• DIRECTIONS:
Please render the part of the records that opens with the line containing "Expected: a point placed on each instance of the black trousers" and closes with the last line of the records as a Markdown table. Use two columns, No. and Text: number each row and skip blank lines.
⁂
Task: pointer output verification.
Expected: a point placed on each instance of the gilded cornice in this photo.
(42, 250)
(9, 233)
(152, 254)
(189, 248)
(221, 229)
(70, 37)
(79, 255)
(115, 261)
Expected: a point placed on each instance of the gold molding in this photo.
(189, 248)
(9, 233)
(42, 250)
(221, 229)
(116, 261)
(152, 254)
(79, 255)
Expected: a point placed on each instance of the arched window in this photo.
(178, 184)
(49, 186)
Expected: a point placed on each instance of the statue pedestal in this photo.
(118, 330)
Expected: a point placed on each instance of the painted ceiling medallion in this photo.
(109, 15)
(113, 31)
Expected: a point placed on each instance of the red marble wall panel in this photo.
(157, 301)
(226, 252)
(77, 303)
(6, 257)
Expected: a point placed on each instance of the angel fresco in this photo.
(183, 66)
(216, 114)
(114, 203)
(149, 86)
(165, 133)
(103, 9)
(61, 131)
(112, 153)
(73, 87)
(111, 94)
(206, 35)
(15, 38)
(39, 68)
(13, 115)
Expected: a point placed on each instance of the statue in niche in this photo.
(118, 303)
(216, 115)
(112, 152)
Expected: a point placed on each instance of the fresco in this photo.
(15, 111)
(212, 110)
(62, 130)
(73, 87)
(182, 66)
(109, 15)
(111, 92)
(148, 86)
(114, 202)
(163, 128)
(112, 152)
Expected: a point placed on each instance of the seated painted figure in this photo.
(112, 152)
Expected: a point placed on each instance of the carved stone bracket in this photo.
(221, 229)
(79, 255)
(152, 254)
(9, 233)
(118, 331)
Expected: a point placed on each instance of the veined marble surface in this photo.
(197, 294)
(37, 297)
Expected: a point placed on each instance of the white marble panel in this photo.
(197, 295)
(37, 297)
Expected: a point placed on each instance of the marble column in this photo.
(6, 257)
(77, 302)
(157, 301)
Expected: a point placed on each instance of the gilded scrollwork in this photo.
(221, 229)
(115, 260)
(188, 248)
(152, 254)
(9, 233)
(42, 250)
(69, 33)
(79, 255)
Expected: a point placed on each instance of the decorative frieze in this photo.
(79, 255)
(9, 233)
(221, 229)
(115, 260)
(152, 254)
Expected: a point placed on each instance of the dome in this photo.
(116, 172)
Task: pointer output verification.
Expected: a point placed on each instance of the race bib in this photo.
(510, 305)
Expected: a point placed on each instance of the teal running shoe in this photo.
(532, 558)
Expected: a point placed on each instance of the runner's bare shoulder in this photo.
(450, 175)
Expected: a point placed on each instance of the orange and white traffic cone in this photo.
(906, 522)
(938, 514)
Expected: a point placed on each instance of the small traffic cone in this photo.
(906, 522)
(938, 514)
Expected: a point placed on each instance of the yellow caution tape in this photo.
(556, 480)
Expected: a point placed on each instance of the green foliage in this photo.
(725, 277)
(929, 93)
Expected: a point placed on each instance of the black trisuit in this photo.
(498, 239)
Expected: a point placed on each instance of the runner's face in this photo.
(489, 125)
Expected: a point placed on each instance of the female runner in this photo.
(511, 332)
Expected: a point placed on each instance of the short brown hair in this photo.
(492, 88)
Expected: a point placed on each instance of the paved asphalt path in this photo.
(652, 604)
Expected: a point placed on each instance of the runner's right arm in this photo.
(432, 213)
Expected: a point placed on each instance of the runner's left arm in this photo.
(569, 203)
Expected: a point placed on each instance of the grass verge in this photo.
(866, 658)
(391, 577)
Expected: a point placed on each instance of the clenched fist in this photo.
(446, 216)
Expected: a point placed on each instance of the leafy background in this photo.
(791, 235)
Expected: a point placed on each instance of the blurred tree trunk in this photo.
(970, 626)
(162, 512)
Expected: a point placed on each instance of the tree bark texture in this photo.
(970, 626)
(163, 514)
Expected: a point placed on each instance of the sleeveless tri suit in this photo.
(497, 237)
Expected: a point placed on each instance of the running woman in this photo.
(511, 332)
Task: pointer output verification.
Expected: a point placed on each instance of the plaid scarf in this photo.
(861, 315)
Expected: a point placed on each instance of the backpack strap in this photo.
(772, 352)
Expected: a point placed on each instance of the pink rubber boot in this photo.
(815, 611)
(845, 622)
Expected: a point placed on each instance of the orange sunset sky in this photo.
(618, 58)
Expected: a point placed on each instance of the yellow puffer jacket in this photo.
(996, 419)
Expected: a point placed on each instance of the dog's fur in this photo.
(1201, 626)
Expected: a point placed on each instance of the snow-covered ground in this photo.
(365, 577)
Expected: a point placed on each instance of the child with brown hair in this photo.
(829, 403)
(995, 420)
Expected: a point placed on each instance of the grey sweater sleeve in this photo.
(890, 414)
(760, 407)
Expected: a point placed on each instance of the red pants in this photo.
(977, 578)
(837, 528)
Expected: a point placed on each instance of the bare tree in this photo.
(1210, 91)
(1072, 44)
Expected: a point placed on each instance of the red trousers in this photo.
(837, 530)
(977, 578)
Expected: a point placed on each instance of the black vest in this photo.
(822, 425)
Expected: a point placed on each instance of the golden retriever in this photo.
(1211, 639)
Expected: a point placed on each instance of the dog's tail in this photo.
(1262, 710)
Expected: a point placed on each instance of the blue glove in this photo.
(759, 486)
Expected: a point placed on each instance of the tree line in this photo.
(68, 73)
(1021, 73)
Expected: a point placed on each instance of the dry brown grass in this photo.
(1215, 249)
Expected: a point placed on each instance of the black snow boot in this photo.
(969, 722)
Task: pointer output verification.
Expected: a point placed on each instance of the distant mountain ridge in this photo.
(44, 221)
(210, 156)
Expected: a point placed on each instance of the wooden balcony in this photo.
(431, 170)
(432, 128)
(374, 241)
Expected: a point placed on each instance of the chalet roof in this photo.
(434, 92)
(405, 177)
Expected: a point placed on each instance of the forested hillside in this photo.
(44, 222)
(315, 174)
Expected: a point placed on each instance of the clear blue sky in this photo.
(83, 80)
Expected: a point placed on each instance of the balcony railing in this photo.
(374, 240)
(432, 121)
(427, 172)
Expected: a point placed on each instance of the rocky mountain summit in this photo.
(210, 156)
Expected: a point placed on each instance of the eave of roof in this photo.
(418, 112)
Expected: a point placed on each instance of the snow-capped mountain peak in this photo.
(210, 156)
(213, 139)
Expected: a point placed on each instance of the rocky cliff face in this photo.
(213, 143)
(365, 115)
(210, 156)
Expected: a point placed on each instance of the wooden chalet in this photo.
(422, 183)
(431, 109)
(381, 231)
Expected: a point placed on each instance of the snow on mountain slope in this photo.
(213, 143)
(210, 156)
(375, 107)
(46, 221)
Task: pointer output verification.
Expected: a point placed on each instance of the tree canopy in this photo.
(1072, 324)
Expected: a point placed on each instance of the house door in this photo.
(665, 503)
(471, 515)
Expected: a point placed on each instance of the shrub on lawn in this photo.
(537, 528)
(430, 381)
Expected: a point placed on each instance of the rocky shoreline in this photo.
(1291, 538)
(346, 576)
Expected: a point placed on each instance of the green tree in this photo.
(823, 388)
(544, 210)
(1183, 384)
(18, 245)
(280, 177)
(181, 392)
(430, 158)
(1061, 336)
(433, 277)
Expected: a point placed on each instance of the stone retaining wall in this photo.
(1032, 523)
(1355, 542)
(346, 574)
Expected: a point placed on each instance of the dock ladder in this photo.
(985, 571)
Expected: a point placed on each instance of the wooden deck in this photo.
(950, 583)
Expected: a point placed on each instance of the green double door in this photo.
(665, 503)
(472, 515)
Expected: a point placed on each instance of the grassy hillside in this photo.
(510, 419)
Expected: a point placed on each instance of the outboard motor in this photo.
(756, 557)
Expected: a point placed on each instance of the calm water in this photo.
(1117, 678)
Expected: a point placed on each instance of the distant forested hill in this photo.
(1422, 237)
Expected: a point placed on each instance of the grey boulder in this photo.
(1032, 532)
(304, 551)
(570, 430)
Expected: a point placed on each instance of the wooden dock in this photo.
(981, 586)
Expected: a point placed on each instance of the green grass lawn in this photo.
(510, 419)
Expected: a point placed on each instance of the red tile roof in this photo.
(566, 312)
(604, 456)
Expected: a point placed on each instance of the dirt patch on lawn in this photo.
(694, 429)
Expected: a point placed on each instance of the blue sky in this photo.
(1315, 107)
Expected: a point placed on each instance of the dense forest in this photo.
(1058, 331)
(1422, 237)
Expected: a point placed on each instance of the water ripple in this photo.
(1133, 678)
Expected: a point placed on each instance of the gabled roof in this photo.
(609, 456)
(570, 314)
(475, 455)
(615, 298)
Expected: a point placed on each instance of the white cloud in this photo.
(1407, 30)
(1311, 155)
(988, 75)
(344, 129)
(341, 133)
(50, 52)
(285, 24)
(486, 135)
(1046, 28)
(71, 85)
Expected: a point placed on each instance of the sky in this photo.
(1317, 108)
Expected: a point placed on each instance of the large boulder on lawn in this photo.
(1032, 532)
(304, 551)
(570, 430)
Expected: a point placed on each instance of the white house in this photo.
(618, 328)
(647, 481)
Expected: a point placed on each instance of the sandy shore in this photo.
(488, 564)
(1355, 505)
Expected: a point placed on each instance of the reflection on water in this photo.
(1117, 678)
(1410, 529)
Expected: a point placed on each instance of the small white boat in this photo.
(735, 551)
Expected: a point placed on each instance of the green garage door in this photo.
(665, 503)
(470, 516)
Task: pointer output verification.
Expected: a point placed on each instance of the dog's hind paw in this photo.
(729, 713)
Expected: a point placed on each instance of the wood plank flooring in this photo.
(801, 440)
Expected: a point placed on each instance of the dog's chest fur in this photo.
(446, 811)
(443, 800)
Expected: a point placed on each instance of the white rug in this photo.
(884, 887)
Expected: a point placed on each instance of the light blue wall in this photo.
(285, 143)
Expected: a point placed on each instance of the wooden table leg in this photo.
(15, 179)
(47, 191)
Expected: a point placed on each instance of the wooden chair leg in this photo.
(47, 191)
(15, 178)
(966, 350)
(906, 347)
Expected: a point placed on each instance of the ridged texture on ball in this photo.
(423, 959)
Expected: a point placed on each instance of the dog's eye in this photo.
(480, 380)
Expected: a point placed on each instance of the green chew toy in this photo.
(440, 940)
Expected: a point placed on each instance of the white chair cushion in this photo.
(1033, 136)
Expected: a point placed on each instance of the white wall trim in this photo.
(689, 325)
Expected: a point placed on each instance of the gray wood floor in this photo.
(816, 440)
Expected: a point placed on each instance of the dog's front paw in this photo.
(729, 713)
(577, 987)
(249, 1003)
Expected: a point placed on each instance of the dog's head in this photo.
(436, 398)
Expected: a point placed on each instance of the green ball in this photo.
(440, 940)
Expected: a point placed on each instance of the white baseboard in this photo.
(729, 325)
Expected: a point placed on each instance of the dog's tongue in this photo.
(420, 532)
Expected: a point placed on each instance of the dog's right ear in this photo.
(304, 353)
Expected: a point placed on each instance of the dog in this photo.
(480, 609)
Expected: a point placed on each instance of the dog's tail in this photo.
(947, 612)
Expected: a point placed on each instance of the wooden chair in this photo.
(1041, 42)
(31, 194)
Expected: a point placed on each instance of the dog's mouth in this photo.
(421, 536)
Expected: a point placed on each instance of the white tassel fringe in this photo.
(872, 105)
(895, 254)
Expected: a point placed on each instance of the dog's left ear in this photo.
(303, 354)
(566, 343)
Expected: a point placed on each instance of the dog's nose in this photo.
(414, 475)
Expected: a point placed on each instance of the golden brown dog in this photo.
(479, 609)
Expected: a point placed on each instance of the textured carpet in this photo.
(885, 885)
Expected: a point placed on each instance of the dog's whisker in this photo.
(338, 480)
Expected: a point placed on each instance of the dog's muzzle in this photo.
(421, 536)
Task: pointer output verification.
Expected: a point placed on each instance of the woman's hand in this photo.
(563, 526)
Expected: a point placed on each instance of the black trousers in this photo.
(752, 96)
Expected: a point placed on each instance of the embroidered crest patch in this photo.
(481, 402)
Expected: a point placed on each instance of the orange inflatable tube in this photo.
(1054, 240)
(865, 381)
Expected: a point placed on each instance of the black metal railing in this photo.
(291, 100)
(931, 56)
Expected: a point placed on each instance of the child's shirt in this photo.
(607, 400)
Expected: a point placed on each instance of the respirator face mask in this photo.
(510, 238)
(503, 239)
⁂
• CORRECT RESPONSE:
| No. | Text |
|---|---|
| 1 | Expected: a point placed on each instance of the black trousers in this photo. |
| 2 | (752, 96) |
| 3 | Expected: a point placed on each instance of the embroidered crest patch in this photo. |
| 4 | (481, 402) |
| 5 | Expected: a point placed on each instance of the orange inflatable tube in this photo. |
| 6 | (1054, 240) |
| 7 | (865, 381) |
| 8 | Expected: a point placed on each instance of the black metal railing in this photo. |
| 9 | (291, 100) |
| 10 | (931, 56) |
| 11 | Expected: a point placed on each instance of the child's shirt in this photo. |
| 12 | (607, 400) |
| 13 | Expected: a point placed on each instance of the respirator face mask in this photo. |
| 14 | (510, 238) |
| 15 | (503, 239) |